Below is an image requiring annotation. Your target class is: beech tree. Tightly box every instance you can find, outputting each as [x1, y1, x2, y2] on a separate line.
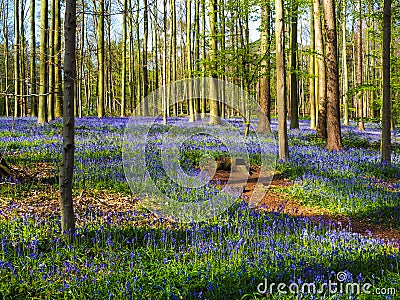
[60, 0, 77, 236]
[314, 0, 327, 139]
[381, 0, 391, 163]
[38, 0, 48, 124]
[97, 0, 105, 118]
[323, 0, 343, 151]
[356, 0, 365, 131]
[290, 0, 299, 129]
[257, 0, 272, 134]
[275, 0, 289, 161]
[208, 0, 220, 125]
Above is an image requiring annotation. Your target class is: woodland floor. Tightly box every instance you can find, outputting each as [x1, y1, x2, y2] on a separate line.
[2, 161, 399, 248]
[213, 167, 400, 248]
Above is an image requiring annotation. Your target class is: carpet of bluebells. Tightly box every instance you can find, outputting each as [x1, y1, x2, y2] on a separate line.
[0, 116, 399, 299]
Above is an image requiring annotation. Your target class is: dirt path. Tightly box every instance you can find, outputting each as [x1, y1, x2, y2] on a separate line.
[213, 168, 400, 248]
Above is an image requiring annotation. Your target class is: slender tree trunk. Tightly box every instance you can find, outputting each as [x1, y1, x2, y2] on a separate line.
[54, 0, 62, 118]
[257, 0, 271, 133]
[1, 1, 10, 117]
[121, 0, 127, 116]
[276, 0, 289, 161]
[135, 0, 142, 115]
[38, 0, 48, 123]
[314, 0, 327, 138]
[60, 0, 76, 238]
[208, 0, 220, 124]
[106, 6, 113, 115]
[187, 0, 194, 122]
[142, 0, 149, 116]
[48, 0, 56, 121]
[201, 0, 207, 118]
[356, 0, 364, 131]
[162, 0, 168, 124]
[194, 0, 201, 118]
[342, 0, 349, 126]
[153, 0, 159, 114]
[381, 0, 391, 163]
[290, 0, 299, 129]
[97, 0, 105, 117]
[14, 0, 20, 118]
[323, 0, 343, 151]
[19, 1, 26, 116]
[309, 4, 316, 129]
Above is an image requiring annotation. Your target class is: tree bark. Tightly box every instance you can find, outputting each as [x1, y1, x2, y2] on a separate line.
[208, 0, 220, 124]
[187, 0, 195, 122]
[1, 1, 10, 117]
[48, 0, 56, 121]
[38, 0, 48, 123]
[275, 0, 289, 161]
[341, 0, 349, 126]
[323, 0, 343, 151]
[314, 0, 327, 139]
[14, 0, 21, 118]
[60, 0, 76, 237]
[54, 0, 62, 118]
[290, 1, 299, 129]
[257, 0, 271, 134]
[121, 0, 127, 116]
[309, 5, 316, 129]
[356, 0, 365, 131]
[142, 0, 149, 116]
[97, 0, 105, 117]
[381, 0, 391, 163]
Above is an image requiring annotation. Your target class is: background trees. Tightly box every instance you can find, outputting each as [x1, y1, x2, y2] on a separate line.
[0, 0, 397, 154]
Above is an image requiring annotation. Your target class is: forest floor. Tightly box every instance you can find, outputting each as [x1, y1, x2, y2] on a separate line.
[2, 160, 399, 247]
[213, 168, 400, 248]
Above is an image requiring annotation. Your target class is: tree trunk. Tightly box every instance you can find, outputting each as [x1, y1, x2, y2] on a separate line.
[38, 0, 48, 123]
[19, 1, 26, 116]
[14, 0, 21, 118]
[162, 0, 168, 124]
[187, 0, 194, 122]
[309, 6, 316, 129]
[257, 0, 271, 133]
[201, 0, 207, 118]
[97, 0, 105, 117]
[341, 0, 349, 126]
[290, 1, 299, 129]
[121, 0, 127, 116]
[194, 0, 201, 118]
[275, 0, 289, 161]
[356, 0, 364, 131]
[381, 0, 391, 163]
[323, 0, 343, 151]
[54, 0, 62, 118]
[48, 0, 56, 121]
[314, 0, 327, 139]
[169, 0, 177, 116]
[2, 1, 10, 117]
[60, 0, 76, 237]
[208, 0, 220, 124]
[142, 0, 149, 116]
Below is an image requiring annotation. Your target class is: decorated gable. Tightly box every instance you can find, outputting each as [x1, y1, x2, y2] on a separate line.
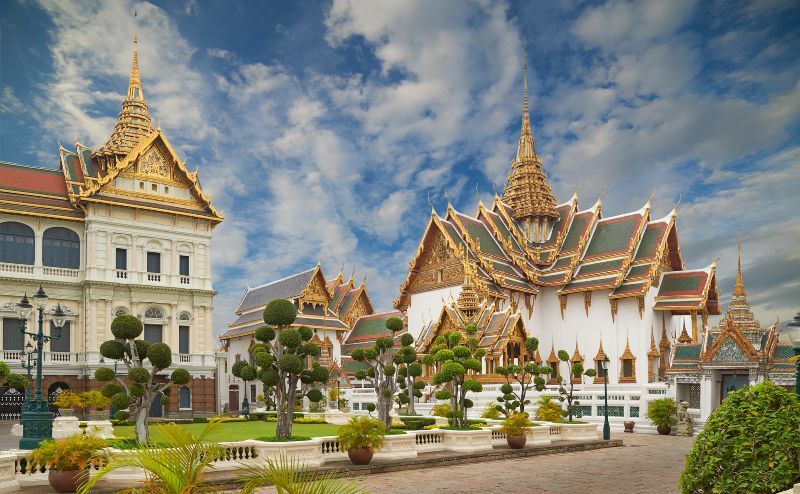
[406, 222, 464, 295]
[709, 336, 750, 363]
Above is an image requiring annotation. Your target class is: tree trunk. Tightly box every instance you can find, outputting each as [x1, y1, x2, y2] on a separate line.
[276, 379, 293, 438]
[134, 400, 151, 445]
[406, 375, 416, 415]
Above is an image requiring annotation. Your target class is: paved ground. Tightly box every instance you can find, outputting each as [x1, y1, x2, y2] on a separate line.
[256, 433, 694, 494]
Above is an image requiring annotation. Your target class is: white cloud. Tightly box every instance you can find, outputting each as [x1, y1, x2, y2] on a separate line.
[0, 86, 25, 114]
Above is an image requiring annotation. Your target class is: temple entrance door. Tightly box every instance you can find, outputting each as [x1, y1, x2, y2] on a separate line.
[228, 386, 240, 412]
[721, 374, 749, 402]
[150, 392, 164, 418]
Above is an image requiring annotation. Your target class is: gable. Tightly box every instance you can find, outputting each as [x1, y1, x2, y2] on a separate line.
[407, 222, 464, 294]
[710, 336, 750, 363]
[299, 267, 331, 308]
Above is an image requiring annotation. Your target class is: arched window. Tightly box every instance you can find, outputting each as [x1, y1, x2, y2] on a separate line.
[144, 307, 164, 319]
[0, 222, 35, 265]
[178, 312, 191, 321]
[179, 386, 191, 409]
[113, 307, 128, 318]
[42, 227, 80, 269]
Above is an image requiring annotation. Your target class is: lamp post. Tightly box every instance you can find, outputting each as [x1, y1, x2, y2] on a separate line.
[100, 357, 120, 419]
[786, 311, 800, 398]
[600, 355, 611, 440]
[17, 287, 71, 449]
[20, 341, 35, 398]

********************

▶ **Prompt**: Once the pictures are set aside, please reproduce the remaining material word for word.

▶ **Your response**:
Below is an image requiring annotation. Your target class is: beech tree. Tightly box every instance you can find, outputting each as [x1, y1, x2, y2] on a separate line.
[60, 0, 77, 236]
[314, 0, 327, 139]
[381, 0, 391, 163]
[38, 0, 48, 124]
[97, 0, 105, 118]
[323, 0, 343, 151]
[356, 0, 365, 131]
[290, 0, 299, 129]
[257, 0, 272, 134]
[275, 0, 289, 161]
[208, 0, 220, 125]
Above is an image requiring annotation. Your target class is: woodland floor. Tightly box every instance you can find, outputting each as [x1, y1, x2, y2] on a separate line.
[2, 161, 399, 248]
[213, 167, 400, 248]
Above is an image requiring annotation. Your target class is: carpet of bluebells. Tightly box every instance you can find, outputting each as [x1, y1, x2, y2] on a separate line.
[0, 116, 399, 299]
Above is an image requiring annotation. Your target class is: dirt path. Tightly box every instance you can find, outputting each as [x1, y1, x2, y2] on a separate line.
[213, 168, 400, 248]
Above is an image requiring annotation. Your target class is: slender tree trunk. Tightly box every instance you can find, outputting each as [x1, y1, x2, y2] on a separate line.
[54, 0, 62, 118]
[257, 0, 271, 133]
[1, 1, 10, 117]
[121, 0, 127, 116]
[276, 0, 289, 161]
[135, 0, 142, 115]
[38, 0, 48, 123]
[314, 0, 327, 138]
[60, 0, 76, 238]
[208, 0, 220, 124]
[106, 6, 113, 115]
[187, 0, 194, 122]
[142, 0, 149, 116]
[48, 0, 56, 121]
[201, 0, 207, 118]
[356, 0, 364, 131]
[162, 0, 168, 124]
[194, 0, 201, 118]
[342, 0, 349, 126]
[153, 0, 159, 114]
[381, 0, 391, 163]
[290, 0, 299, 129]
[97, 0, 105, 117]
[14, 0, 20, 118]
[323, 0, 343, 151]
[19, 1, 26, 116]
[309, 4, 316, 129]
Above is an image requiring annotation. Your target class is: tree bark. Tightly box every instance you can find, outputting each as [x1, y1, x2, y2] on a separate line.
[208, 0, 220, 124]
[187, 0, 195, 122]
[1, 1, 10, 117]
[48, 0, 56, 121]
[38, 0, 48, 123]
[275, 0, 289, 161]
[341, 0, 349, 126]
[323, 0, 343, 151]
[314, 0, 327, 139]
[14, 0, 21, 118]
[60, 0, 76, 237]
[54, 0, 62, 118]
[290, 1, 299, 129]
[257, 0, 271, 134]
[121, 0, 127, 116]
[309, 5, 316, 129]
[356, 0, 365, 131]
[142, 0, 149, 116]
[97, 0, 105, 117]
[381, 0, 391, 163]
Above is an image requiring annotation. Your target class is: background trees. Tightly box every instance you can find, outputting each as [x1, y1, x2, y2] on a separate line.
[0, 0, 397, 154]
Above is an image requiring annotation. Your target class is: forest floor. Tightly box every instance you can find, outputting each as [x1, y1, x2, y2] on a separate line.
[2, 160, 399, 247]
[213, 168, 400, 248]
Above is an image requiring annotation. Your target class is: tree trunk. Tightly box every instance you can find, outputting each as [x1, y1, x2, y2] on a separate line.
[38, 0, 48, 123]
[19, 1, 26, 116]
[14, 0, 21, 118]
[162, 0, 168, 124]
[187, 0, 194, 122]
[309, 6, 316, 129]
[257, 0, 271, 133]
[201, 0, 207, 118]
[97, 0, 105, 117]
[341, 0, 349, 126]
[290, 1, 299, 129]
[121, 0, 127, 116]
[194, 0, 201, 118]
[275, 0, 289, 161]
[356, 0, 364, 131]
[381, 0, 391, 163]
[323, 0, 343, 151]
[54, 0, 62, 118]
[48, 0, 56, 121]
[314, 0, 327, 139]
[169, 0, 177, 116]
[2, 1, 10, 117]
[60, 0, 76, 237]
[208, 0, 220, 124]
[142, 0, 149, 116]
Below is an image requiring annotation. Your target class is: decorated gable. Tightly box every instance you can find, outputting each as [x1, y1, x2, y2] on a separate line.
[406, 222, 464, 295]
[709, 336, 750, 363]
Above is an image requiring annotation. Your target class is: tree trunk. Tightly box every instance you can find, outputting each as [x1, y1, x2, y2] on a separate line.
[276, 379, 293, 438]
[134, 400, 151, 445]
[406, 375, 416, 415]
Above is an image requiring annotation. Your target class is: paved ground. Tightly box every instance you can find, outputting each as [x1, y1, x2, y2] on a separate line.
[256, 433, 694, 494]
Above is an image requiring annotation. Your target class is: white cloud. Tightly box every instance you can find, outputting each as [x1, y1, x2, y2] on a separate line.
[0, 86, 25, 114]
Above is an image requiring annotation. Your target class is: temple entrance door. Tightly box every instance you can find, outputting each as [x1, y1, x2, y2] on a separate line.
[228, 386, 240, 412]
[721, 374, 749, 402]
[150, 392, 164, 418]
Above is an image requiring annotation. Your target class is: gable. Tightly box every instance you can find, outputting each as [x1, y1, x2, y2] on a separate line.
[407, 222, 464, 294]
[710, 336, 750, 363]
[299, 267, 331, 308]
Above is an image requiring annotation. Your target class is: arched window. Tightly box every instance you can find, outputting each as [x1, y1, x2, y2] on a separate line.
[144, 307, 164, 319]
[0, 222, 35, 265]
[178, 312, 191, 321]
[179, 386, 191, 409]
[113, 307, 128, 318]
[42, 227, 80, 269]
Above is an image requiring annotation. Your target class is: lamp post. Tightly box every instance you can find, outputting each as [x1, y1, x2, y2] on a separate line.
[100, 357, 120, 419]
[786, 311, 800, 398]
[600, 355, 611, 440]
[17, 287, 71, 449]
[20, 341, 35, 398]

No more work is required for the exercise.